**PROVIDED PASSAGE**.
※
Let’s get on with it

By Robert J Davies
June 24th, 2025

The mental illness enveloping Britain and Western society was itself making me ill, forcing me to take a long break from politics. Furthermore, I had to break off even from knowing much about what was happening in the world. By mid-January I could no longer watch GB News – even with excellent presenters like Patrick Christys or Nigel Farage at the helm. It relentlessly pressed my buttons leaving me tormented as to what the future holds.

I was reduced to skim-reading articles in the online Daily Telegraph to which I subscribe. Some wound me up so much I’d barely absorb them before scrolling to the Comments below and adding my voice to the accumulating fury.

In the end I had no choice but ask the doc for anti-depressants and now take Sertraline daily – it’s pretty good, with few obvious side-effects and allegedly doesn’t make you fat. It’s risky to admit suffering from low mood and taking something for it – but anyway, here goes. One of the few things modern society gets right is its willingness to better understand mental health issues. This is a huge problem in the countryside and something the Rural Conservative Movement needs to be at the forefront of tackling.

Partly thanks to medication lifting my mood and also because no longer participating in politics and current affairs – including some lively interactions with friends and foes on social media – was itself depressing, I’ve now decided to walk back into the bear pit.
※
**RECORDS SUPPLIED**.
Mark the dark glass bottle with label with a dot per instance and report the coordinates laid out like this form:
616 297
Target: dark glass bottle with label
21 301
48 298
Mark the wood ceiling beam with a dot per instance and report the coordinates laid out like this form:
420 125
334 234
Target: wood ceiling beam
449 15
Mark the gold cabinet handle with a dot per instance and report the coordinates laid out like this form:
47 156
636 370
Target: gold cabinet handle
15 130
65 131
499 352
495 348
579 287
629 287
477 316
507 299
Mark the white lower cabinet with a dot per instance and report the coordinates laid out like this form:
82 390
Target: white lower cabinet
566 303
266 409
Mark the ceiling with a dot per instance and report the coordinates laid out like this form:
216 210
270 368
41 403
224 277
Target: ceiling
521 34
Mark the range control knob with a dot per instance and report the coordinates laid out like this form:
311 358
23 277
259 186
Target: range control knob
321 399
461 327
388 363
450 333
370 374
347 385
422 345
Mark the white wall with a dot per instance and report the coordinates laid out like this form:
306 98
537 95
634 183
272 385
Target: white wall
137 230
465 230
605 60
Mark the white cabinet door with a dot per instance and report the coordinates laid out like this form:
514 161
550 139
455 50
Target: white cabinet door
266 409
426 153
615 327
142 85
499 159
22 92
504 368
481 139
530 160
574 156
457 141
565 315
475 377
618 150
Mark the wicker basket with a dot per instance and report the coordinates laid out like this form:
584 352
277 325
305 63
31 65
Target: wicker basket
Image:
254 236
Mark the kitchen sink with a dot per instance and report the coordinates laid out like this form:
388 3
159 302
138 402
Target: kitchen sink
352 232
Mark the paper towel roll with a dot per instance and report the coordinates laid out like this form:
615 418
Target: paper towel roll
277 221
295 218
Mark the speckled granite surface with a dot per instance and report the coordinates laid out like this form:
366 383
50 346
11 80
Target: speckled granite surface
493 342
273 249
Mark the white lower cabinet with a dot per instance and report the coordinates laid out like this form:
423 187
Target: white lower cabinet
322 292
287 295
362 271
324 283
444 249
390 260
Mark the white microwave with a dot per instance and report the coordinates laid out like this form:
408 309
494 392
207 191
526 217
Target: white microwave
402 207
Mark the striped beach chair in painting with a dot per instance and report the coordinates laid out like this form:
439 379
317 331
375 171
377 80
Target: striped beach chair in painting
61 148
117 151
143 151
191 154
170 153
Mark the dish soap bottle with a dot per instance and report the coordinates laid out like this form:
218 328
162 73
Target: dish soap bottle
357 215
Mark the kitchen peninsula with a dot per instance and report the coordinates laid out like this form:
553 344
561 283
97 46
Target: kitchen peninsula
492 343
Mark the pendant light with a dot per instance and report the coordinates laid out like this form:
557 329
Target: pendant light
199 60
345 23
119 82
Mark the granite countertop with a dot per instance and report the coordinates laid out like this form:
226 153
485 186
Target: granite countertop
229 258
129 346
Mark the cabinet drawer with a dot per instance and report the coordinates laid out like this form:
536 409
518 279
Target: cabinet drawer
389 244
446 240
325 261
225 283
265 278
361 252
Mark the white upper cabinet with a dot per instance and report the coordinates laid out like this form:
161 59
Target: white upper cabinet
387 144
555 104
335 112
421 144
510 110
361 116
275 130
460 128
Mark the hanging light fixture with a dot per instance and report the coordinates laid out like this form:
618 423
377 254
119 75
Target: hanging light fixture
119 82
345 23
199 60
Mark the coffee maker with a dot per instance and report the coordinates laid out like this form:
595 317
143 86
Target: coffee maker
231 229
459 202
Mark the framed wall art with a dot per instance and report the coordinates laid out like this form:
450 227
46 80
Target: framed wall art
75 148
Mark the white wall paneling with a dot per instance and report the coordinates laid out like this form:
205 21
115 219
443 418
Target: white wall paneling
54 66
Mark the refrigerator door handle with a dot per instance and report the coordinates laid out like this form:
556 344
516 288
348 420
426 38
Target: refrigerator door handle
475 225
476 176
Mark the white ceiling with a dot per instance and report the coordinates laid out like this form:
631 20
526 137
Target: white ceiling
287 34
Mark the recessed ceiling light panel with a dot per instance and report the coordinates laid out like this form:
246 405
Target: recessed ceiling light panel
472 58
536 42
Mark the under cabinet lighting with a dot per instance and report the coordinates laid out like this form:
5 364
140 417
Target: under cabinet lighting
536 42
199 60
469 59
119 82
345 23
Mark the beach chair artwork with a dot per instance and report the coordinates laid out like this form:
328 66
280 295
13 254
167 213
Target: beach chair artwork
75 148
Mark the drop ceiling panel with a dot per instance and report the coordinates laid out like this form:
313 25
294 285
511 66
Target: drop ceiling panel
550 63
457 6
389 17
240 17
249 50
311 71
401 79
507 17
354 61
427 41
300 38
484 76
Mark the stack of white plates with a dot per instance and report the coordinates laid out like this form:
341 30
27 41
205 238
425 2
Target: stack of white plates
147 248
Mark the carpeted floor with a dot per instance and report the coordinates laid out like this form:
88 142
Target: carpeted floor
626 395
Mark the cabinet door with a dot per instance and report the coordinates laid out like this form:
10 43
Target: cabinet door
※
**EXERCISES TO COMPLETE**.
[1] Summarize the post about mental health and politics in two sentences.
[2] Write the next part of the post about mental health and politics, starting after its final sentence.
The rows have no connection to the post about mental health and politics.

**OUTPUTS BY TASK**.
[1] The writer found that the mental illness seen in Britain and Western society was causing personal illness, which forced a long break from politics and news and eventually led to daily Sertraline. With the medication lifting the writer's mood, and because staying out of politics had itself been depressing, the writer has decided to return to political life.

[2]
I’ve done so in part because there remains a void in politics which the likes of me, coupled with RCM philosophy, have a duty to fill. It’s a void I’m unconvinced that Reform can expand into on its own. I seem to be one of the few people who instinctively know what can save Britain and are willing to state it publicly and truthfully. Of course, it’s understandable why so few others feel able to, such are the potential repercussions in a dystopian society build on a tissue of lies.

So, I am back – the RCM is back. Britain is in a worse mess now than when I last engaged in January. Time will run out on us before long and the chemotherapy needed to save us becomes ever stronger and more unpleasant. But there is still cause for hope amid the gloom. Not much, but we must seek to build on it.